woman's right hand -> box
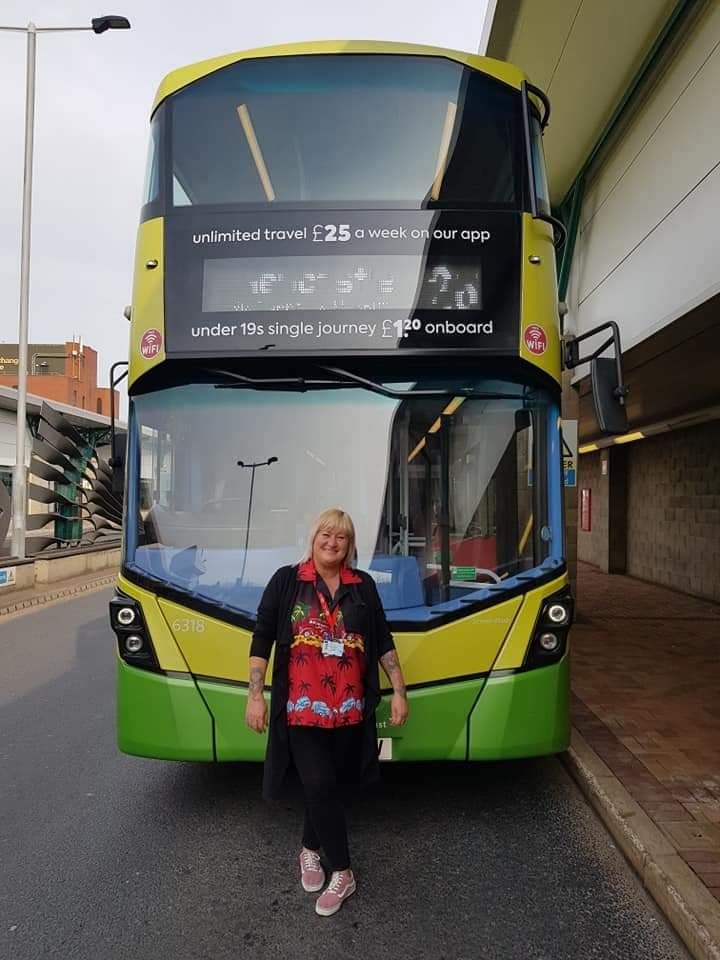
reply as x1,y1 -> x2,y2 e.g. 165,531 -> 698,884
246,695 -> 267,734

--

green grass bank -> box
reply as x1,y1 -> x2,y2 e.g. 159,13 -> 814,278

## [DIRECTIONS FOR THIS TASK]
When you reach the line with "green grass bank -> box" in the records above, start writing out lines exactly, and stop once the line with "reply as x1,y1 -> x2,y2 e.g. 159,13" has been written; include nothing else.

## [RESULT FOR THIS EXERCISE]
green grass bank -> box
reply as x1,y1 -> x2,y2 e.g. 159,13 -> 814,278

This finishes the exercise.